GOAL: Lay out the lines below as a numbered list, from the beginning of the items through the line containing "218;138;376;299", with both ends included. Omit blank lines and the pictures.

EXTRACTED DATA:
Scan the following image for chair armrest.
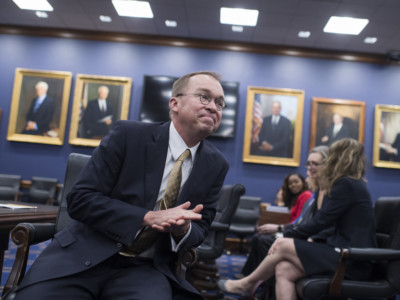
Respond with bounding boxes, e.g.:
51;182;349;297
347;248;400;261
3;223;55;294
210;221;229;231
176;248;197;278
329;248;400;297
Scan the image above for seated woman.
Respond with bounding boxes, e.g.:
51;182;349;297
242;146;332;276
257;173;313;240
282;173;312;222
218;138;376;299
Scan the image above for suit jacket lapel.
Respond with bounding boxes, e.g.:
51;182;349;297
144;122;170;209
177;141;214;205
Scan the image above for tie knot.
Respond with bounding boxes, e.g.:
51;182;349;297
177;149;190;161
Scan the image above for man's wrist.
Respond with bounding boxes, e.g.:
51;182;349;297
172;226;190;239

OUTPUT OF THE EXERCISE:
1. Scan the following image for chair armrest.
2. Respond with bounding boxes, e.g.:
3. 51;182;349;297
4. 347;248;400;261
5. 3;223;55;294
6. 210;221;229;231
7. 176;248;197;278
8. 329;248;400;297
9. Scan the image above for seated woman.
10. Respond with bounding boxes, e.g.:
11. 51;182;349;297
12. 242;146;332;276
13. 257;173;313;240
14. 282;173;312;222
15. 218;138;376;299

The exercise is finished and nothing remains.